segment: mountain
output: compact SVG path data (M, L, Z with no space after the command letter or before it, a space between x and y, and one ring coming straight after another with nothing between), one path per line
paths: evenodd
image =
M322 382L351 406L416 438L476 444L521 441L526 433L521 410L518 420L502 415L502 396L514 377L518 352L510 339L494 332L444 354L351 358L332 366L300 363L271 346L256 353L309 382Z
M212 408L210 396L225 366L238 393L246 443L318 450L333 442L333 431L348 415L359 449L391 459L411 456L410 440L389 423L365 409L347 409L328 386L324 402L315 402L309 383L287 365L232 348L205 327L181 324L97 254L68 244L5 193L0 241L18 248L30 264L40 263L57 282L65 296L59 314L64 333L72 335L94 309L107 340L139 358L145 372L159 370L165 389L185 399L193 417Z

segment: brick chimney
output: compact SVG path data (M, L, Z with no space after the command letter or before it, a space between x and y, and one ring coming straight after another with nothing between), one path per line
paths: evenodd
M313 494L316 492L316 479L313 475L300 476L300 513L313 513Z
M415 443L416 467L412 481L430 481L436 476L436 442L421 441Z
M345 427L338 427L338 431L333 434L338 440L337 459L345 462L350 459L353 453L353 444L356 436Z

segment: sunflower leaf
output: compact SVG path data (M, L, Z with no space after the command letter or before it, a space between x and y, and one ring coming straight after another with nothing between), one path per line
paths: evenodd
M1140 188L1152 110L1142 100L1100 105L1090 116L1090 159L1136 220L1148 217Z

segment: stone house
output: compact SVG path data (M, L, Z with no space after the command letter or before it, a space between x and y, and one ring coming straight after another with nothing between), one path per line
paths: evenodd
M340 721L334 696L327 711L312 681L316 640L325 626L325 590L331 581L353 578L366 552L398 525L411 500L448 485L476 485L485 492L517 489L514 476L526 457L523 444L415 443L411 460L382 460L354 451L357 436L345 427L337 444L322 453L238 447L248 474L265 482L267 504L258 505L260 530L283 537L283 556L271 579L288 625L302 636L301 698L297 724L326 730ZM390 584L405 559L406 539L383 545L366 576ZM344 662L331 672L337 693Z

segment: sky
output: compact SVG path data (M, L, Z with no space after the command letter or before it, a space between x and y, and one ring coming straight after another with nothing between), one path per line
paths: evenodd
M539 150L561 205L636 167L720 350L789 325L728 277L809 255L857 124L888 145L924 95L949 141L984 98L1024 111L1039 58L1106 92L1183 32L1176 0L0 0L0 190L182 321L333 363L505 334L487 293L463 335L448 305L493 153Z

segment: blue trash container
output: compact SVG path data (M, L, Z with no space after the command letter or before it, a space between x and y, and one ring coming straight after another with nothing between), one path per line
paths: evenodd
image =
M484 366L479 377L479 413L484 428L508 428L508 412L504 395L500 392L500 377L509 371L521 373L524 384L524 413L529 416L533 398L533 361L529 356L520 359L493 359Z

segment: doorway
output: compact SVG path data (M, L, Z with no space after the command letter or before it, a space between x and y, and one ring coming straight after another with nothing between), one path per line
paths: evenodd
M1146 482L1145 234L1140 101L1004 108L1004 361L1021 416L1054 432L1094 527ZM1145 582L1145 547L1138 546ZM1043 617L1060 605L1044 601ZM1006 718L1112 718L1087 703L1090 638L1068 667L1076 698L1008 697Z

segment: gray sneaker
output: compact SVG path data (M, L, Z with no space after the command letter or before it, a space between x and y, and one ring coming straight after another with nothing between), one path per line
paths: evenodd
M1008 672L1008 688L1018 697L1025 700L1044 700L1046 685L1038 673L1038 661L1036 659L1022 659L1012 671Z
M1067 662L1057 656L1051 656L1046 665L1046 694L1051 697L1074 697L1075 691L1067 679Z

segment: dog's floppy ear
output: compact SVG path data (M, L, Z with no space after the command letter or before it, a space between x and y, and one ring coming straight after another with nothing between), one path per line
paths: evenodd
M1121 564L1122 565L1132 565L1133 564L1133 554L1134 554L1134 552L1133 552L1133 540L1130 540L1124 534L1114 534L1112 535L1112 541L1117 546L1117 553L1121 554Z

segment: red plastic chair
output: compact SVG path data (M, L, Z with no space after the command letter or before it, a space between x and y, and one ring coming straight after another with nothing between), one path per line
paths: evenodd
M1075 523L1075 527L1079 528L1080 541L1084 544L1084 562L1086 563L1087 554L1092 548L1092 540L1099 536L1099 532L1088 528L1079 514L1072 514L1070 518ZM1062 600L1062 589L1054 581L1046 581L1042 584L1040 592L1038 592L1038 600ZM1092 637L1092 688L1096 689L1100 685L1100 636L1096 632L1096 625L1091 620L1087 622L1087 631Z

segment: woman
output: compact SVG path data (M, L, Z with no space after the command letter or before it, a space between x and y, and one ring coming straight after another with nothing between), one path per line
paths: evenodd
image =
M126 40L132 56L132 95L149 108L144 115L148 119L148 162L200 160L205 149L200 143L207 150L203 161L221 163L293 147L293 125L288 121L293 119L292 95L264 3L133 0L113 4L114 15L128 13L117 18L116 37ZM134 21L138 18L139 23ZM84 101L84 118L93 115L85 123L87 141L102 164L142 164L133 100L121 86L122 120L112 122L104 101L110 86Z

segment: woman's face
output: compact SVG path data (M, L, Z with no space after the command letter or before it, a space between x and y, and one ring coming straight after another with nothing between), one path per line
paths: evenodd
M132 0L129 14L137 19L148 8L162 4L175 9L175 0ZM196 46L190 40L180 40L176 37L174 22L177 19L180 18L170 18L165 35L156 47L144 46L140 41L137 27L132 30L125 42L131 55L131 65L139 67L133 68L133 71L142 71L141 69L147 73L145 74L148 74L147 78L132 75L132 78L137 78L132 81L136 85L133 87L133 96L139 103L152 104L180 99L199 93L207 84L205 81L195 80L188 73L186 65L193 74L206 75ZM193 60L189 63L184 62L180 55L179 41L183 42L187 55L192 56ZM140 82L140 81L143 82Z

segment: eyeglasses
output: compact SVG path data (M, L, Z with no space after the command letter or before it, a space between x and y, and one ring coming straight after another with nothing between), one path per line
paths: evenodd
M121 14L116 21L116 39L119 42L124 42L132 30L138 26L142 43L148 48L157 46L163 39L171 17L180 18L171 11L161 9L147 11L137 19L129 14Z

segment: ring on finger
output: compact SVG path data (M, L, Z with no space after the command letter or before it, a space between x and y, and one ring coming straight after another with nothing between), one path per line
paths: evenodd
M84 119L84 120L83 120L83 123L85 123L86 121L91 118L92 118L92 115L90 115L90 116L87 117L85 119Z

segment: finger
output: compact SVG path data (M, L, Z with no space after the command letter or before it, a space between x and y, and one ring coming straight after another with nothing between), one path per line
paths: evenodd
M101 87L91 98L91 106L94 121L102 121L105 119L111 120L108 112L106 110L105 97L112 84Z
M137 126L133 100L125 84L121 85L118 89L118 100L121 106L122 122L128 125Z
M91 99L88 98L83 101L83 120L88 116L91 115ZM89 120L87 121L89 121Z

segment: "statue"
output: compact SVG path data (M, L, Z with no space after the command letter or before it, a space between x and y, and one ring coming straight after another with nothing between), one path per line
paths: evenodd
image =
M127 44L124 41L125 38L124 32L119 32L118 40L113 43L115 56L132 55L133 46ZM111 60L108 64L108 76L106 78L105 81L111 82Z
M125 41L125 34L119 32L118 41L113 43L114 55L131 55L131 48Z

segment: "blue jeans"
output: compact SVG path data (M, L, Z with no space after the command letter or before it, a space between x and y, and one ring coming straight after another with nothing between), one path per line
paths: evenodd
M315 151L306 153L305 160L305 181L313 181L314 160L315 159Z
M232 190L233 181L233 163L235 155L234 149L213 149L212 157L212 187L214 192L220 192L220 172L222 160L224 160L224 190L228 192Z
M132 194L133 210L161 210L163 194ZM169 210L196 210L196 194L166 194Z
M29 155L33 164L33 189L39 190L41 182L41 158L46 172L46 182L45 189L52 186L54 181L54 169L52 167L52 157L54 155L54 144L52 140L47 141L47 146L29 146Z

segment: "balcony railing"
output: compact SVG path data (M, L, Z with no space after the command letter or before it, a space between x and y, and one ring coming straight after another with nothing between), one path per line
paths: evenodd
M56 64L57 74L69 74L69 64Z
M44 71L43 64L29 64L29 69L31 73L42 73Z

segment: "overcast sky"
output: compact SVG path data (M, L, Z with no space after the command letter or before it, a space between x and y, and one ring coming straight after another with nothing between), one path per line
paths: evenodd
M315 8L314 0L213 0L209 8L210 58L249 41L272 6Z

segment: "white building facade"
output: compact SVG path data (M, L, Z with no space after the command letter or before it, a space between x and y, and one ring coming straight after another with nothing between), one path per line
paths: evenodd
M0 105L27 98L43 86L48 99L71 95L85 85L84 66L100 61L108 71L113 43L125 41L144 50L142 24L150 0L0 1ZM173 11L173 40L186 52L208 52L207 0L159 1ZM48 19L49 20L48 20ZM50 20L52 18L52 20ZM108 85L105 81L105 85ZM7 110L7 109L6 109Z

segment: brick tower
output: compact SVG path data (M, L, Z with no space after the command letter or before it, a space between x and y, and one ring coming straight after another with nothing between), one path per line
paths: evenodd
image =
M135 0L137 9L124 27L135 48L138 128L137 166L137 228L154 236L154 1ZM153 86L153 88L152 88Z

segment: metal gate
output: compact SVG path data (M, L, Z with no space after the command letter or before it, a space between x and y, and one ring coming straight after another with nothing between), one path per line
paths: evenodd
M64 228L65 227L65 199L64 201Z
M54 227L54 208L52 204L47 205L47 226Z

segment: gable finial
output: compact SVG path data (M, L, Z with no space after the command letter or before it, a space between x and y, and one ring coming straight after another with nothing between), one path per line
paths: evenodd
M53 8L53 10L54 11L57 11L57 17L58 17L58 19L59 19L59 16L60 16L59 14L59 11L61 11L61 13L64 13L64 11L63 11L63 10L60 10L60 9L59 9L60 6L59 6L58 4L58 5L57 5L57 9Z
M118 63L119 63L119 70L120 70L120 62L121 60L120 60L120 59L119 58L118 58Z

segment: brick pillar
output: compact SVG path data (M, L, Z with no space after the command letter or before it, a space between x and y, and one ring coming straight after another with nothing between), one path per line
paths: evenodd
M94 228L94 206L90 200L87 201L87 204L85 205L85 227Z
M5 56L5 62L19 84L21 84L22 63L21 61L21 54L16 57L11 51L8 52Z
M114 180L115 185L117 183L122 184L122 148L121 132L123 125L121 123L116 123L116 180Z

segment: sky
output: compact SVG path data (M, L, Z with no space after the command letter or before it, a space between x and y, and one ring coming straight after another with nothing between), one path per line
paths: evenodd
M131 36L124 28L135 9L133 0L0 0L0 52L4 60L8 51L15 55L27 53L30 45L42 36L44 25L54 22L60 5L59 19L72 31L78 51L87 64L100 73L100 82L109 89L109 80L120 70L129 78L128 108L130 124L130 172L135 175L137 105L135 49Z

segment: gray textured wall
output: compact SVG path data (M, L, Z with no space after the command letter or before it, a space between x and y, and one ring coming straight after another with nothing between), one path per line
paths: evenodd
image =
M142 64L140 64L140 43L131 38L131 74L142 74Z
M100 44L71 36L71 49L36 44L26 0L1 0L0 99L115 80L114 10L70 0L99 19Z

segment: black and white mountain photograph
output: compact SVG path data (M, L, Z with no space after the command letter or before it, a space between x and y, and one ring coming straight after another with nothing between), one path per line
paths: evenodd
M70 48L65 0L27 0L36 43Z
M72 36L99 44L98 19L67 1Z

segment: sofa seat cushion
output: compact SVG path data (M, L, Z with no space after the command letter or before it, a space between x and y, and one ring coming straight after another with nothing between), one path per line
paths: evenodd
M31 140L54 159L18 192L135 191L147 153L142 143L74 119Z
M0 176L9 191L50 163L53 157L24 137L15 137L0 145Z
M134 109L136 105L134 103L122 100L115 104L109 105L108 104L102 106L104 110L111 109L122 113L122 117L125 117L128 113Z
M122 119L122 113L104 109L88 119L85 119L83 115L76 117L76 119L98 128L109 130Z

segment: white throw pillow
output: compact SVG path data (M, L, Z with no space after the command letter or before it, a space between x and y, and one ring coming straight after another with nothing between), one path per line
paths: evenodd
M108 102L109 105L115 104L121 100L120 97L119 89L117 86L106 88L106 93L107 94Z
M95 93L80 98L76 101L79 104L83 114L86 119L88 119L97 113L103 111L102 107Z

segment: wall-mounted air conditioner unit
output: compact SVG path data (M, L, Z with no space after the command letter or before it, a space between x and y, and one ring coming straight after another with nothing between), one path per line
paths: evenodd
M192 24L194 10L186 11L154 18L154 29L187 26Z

..............................

*Exercise directions*.
Retype everything in the listing from the line containing "segment: eyeglasses" down to the line containing "M121 14L116 21L116", with both of those lines included.

*Result for this exercise*.
segment: eyeglasses
output: compact SVG path data (M, L, Z with no space after the command letter or before it, a space between x and y, and one ring coming straight after another with nothing between), one path per line
paths: evenodd
M121 14L116 21L116 39L119 42L124 42L132 30L138 26L142 43L148 48L157 46L163 39L171 17L180 18L171 11L161 9L147 11L137 19L129 14Z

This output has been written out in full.